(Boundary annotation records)
══════════
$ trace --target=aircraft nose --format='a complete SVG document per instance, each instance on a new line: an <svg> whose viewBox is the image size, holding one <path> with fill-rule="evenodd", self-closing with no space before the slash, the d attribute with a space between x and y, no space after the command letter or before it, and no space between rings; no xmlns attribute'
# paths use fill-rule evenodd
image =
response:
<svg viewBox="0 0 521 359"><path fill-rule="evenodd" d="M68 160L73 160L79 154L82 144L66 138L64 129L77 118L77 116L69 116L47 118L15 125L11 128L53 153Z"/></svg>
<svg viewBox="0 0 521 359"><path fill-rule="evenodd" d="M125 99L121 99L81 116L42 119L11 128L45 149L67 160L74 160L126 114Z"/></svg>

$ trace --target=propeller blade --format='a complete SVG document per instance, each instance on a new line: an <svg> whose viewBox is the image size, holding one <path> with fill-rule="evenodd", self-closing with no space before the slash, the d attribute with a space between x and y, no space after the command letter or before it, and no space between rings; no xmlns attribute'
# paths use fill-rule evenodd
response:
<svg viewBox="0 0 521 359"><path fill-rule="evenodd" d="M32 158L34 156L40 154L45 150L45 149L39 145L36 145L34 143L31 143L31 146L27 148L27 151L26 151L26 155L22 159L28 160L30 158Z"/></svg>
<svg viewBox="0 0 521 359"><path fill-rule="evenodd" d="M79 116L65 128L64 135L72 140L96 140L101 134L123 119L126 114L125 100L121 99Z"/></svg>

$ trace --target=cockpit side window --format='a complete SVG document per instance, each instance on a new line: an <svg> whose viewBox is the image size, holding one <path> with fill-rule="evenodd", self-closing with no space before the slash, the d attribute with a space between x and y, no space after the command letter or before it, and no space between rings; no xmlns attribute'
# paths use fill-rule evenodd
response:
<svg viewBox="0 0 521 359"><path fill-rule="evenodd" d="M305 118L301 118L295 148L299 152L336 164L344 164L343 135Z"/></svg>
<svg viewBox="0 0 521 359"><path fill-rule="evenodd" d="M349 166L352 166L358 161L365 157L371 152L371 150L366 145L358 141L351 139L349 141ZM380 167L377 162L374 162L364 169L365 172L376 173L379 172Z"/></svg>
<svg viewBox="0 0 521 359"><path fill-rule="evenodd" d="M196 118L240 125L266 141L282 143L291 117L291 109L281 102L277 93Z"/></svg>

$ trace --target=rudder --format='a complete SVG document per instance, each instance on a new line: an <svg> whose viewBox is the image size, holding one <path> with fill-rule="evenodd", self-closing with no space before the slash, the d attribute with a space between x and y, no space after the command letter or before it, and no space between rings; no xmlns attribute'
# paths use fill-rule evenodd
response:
══════════
### [Task goal]
Render every line of the material above as a Markdown table with two columns, "Row" for the row number and "Line" for the line itself. Leave out the blank lines.

### [Result of this task]
| Row | Line |
|---|---|
| 1 | $ trace --target=aircraft nose --format='a complete SVG document per instance, each instance on a new line: an <svg> whose viewBox is the image size, holding one <path> with fill-rule="evenodd", self-closing with no space before the slash, the d attribute with a space between x and y, no space after the command letter or before it, and no space between rings; no xmlns attribute' |
| 2 | # paths use fill-rule evenodd |
| 3 | image = |
| 4 | response: |
| 5 | <svg viewBox="0 0 521 359"><path fill-rule="evenodd" d="M68 160L73 160L79 154L82 144L66 138L64 129L77 118L77 116L69 116L47 118L15 125L11 128L53 153Z"/></svg> |
| 6 | <svg viewBox="0 0 521 359"><path fill-rule="evenodd" d="M125 99L121 99L81 116L42 119L11 128L45 149L67 160L74 160L126 114Z"/></svg> |
| 7 | $ trace --target=propeller blade --format='a complete SVG document per instance, each instance on a new line: an <svg> whose viewBox is the image size, holding one <path> with fill-rule="evenodd", self-closing with no space before the slash, the d attribute with a space between x and y, no space after the command letter or before it, and no space between rings; no xmlns attribute' |
| 8 | # paths use fill-rule evenodd |
| 9 | response: |
| 10 | <svg viewBox="0 0 521 359"><path fill-rule="evenodd" d="M32 158L34 156L40 154L45 150L45 149L39 145L36 145L34 143L31 143L31 146L27 148L27 151L26 151L26 155L22 159L28 160L30 158Z"/></svg> |
| 11 | <svg viewBox="0 0 521 359"><path fill-rule="evenodd" d="M79 116L65 128L64 135L72 140L96 140L101 134L123 119L126 114L125 100L121 99Z"/></svg> |
| 12 | $ trace --target=cockpit side window --format='a complete SVG document per instance, each instance on a new line: an <svg> whose viewBox is the image size, holding one <path> with fill-rule="evenodd", self-closing with no space before the slash, the d attribute with a space between x and y, no space after the command letter or before it, and no space between rings; no xmlns attribute' |
| 13 | # paths use fill-rule evenodd |
| 14 | response: |
| 15 | <svg viewBox="0 0 521 359"><path fill-rule="evenodd" d="M305 118L301 118L295 148L299 152L336 164L344 164L343 135Z"/></svg> |
| 16 | <svg viewBox="0 0 521 359"><path fill-rule="evenodd" d="M349 166L352 166L358 161L365 157L371 152L371 150L366 145L358 141L351 139L349 141ZM380 167L377 162L374 162L364 169L365 172L376 173L379 172Z"/></svg> |
| 17 | <svg viewBox="0 0 521 359"><path fill-rule="evenodd" d="M196 118L240 125L266 141L282 143L291 117L291 109L281 102L277 93Z"/></svg> |
| 18 | $ trace --target=rudder --format='a complete SVG document per instance, each instance on a new line: an <svg> whose viewBox is the image size, holding one <path> with fill-rule="evenodd", self-closing with no space before the slash, the d attribute with a space between x and y, no space after the command letter or before it, and no space between rings; no xmlns attribute' |
| 19 | # paths use fill-rule evenodd |
| 20 | response: |